### [Input data]
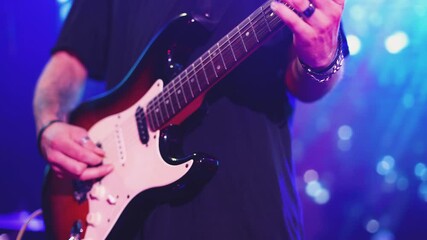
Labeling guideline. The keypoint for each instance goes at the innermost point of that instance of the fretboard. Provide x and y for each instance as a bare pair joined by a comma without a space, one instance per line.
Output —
213,65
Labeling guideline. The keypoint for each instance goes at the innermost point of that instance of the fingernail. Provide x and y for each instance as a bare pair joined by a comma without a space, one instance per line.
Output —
110,167
274,5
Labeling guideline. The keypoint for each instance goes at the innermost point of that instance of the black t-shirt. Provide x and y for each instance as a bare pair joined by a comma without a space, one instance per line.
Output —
243,122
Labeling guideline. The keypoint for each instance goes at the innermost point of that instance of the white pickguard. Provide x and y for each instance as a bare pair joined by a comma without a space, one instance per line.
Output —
137,167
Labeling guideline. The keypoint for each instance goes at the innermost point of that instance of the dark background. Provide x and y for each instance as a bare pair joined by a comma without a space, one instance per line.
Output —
361,152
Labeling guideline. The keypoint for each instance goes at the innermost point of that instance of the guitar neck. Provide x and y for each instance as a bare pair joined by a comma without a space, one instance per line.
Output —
213,65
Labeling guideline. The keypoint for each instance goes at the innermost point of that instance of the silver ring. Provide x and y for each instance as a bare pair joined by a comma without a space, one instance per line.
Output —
308,12
84,140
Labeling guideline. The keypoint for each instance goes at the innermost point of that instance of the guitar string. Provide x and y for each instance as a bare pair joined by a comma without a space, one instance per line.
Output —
187,75
258,20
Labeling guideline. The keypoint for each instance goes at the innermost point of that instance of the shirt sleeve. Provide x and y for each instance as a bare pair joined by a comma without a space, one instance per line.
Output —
85,35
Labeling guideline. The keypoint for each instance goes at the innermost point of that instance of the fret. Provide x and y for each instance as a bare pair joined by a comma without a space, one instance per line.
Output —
179,93
248,37
163,110
187,94
154,111
237,44
208,66
217,61
176,104
212,65
192,81
239,32
170,109
227,37
227,54
253,29
202,79
265,18
261,26
150,115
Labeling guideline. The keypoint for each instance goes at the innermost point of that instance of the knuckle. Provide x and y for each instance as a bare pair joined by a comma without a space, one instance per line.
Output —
77,169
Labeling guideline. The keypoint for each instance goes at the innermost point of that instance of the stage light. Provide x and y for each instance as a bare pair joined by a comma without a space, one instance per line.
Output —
354,44
422,191
397,42
372,226
311,175
421,171
345,132
386,165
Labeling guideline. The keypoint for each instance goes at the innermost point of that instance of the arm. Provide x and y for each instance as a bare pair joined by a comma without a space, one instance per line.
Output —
57,92
315,44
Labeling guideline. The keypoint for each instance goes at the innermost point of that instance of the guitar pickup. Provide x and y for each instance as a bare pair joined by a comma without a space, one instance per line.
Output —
141,125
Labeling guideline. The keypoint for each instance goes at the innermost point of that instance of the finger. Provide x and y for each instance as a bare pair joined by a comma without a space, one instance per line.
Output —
291,19
96,172
87,143
65,165
78,152
58,171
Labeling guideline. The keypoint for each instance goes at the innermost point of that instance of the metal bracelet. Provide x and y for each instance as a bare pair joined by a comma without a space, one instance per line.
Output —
326,74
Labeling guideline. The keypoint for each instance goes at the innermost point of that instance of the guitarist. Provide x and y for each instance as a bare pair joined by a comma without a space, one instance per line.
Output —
244,120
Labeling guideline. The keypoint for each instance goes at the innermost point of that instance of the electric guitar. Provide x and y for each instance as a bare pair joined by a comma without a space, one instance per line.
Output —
131,123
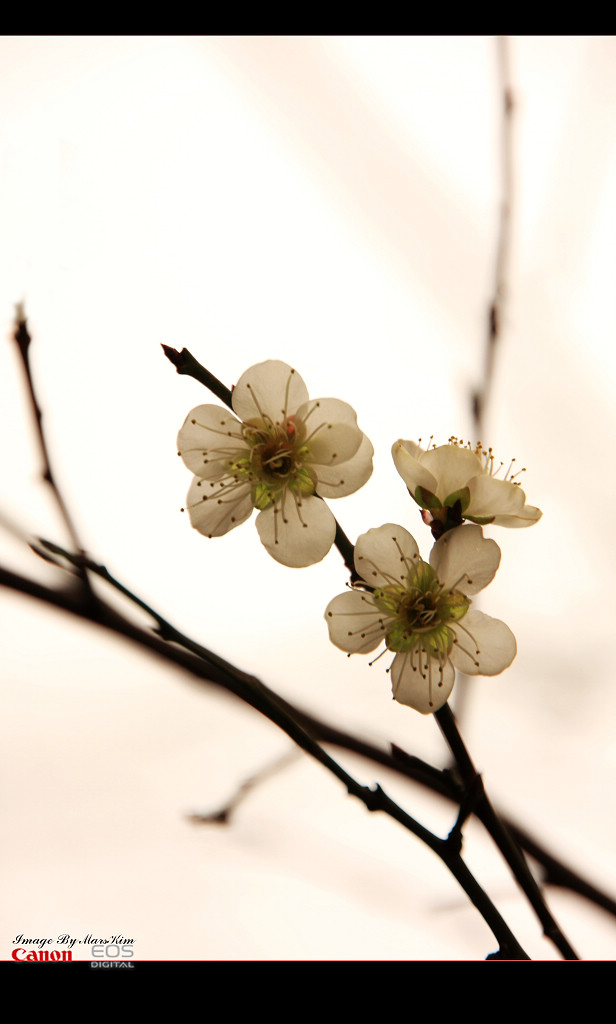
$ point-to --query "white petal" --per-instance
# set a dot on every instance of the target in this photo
(208, 439)
(491, 497)
(325, 411)
(337, 481)
(453, 467)
(297, 534)
(525, 517)
(385, 555)
(484, 646)
(269, 390)
(421, 685)
(464, 559)
(409, 468)
(354, 624)
(333, 444)
(216, 507)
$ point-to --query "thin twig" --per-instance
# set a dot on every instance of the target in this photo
(223, 815)
(23, 340)
(509, 848)
(185, 363)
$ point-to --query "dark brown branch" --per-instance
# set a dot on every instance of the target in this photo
(510, 849)
(251, 690)
(23, 340)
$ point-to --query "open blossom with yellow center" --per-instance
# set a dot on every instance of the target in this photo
(280, 454)
(453, 482)
(422, 611)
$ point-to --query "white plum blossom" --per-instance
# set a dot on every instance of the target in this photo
(422, 611)
(452, 482)
(280, 454)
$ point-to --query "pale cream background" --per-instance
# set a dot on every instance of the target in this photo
(331, 202)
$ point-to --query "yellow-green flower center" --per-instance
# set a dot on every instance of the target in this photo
(274, 462)
(422, 612)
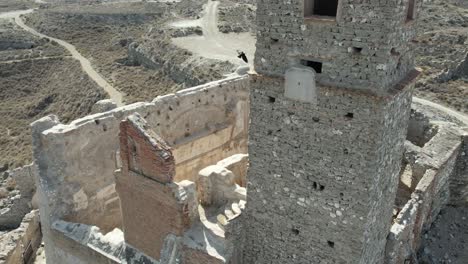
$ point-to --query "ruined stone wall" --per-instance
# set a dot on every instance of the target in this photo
(77, 161)
(459, 177)
(20, 245)
(18, 202)
(321, 176)
(366, 46)
(432, 193)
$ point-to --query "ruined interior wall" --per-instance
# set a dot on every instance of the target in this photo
(204, 124)
(432, 193)
(313, 175)
(17, 208)
(77, 161)
(285, 36)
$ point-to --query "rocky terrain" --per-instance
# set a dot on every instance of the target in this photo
(237, 16)
(33, 85)
(447, 241)
(10, 5)
(441, 52)
(103, 33)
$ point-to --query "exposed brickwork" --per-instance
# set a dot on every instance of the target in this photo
(143, 152)
(151, 211)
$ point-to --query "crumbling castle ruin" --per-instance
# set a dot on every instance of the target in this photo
(316, 157)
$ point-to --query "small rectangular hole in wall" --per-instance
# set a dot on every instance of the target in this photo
(356, 50)
(411, 12)
(327, 8)
(317, 66)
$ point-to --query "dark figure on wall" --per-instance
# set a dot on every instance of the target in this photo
(242, 56)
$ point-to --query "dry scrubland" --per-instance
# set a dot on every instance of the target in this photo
(103, 32)
(37, 78)
(443, 45)
(33, 89)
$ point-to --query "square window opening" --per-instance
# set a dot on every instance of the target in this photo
(327, 8)
(317, 66)
(356, 50)
(411, 12)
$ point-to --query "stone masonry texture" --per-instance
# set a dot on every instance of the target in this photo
(367, 45)
(323, 175)
(322, 180)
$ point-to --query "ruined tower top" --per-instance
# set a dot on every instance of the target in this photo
(349, 43)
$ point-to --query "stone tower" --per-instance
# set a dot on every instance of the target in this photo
(329, 110)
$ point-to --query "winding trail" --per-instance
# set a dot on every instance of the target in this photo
(114, 94)
(214, 44)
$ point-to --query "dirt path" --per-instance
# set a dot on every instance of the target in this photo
(115, 95)
(214, 44)
(460, 116)
(33, 59)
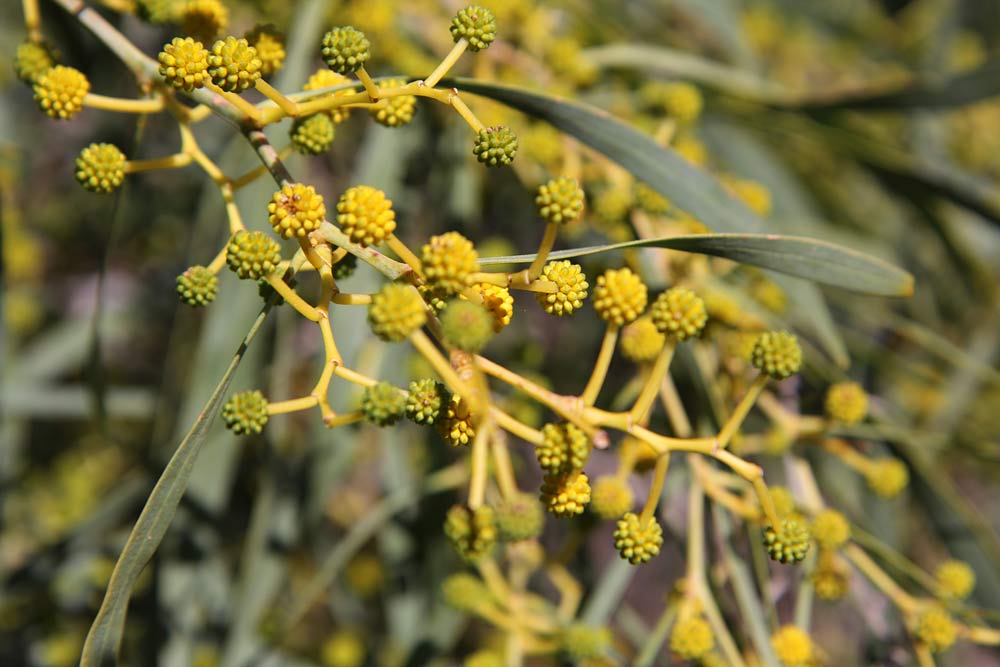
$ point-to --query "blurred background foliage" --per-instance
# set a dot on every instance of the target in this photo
(872, 124)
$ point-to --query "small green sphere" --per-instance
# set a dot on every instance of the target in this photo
(560, 200)
(313, 135)
(637, 542)
(197, 286)
(234, 65)
(100, 168)
(495, 146)
(519, 517)
(777, 353)
(245, 412)
(476, 25)
(466, 325)
(788, 545)
(679, 313)
(252, 255)
(346, 49)
(564, 449)
(396, 312)
(383, 404)
(427, 396)
(473, 533)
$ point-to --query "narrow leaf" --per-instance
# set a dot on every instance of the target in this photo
(818, 261)
(105, 635)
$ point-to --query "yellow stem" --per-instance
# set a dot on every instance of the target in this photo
(502, 464)
(404, 253)
(270, 92)
(449, 61)
(370, 88)
(600, 372)
(292, 297)
(654, 381)
(544, 248)
(735, 420)
(169, 162)
(343, 299)
(466, 113)
(95, 101)
(656, 490)
(294, 405)
(480, 464)
(523, 431)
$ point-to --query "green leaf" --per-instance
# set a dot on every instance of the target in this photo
(818, 261)
(105, 635)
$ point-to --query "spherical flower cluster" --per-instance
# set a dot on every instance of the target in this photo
(383, 404)
(792, 646)
(498, 303)
(571, 288)
(466, 326)
(245, 412)
(830, 529)
(777, 353)
(638, 541)
(935, 629)
(449, 260)
(346, 49)
(495, 146)
(887, 477)
(612, 497)
(184, 63)
(197, 286)
(846, 402)
(295, 210)
(565, 495)
(313, 135)
(475, 25)
(955, 579)
(201, 19)
(33, 59)
(463, 591)
(473, 533)
(234, 65)
(691, 638)
(564, 449)
(324, 78)
(270, 45)
(100, 167)
(455, 426)
(620, 296)
(394, 111)
(423, 404)
(679, 313)
(252, 255)
(396, 311)
(789, 544)
(59, 91)
(560, 201)
(581, 642)
(519, 517)
(365, 215)
(641, 341)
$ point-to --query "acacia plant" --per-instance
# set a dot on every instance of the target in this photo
(673, 345)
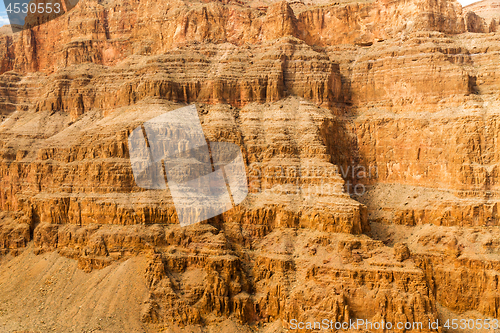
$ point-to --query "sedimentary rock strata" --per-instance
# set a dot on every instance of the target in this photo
(369, 132)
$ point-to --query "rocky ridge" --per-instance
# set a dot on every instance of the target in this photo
(406, 91)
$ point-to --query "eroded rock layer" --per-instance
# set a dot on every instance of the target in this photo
(369, 132)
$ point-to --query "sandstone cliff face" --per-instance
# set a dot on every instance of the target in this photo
(405, 90)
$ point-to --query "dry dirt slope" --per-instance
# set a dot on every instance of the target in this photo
(406, 88)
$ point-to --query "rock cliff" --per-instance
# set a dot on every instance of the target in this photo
(369, 130)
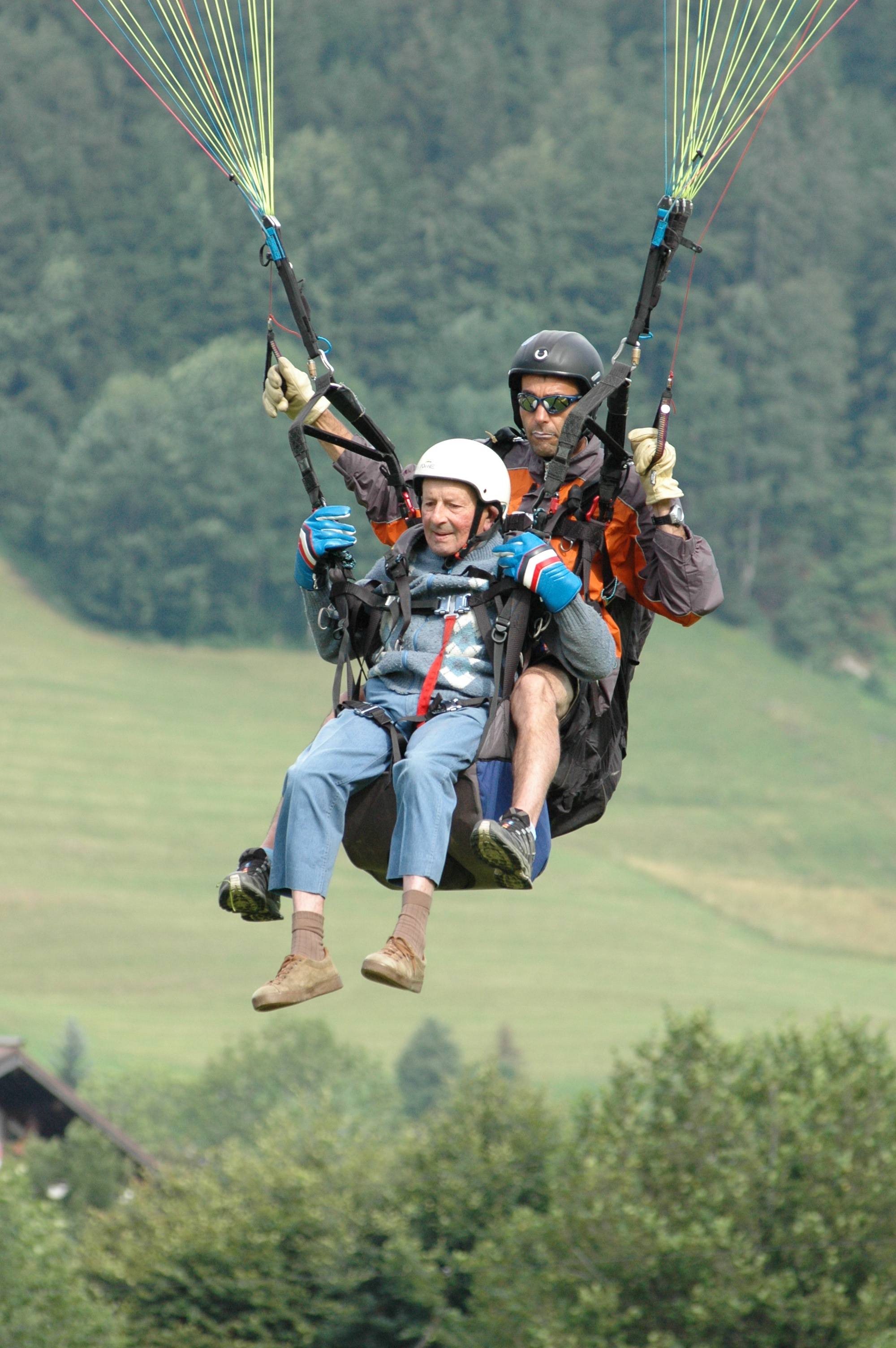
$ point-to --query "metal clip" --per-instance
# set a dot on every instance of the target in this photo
(453, 605)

### [Directions]
Which lines in the material contain the string "center"? Report each of those lines in full. Only matches with the same capitalization count.

### [Problem solution]
$ point-to --query "open blossom with yellow center" --per-instance
$ point-to --query "yellow-green flower center" --per-instance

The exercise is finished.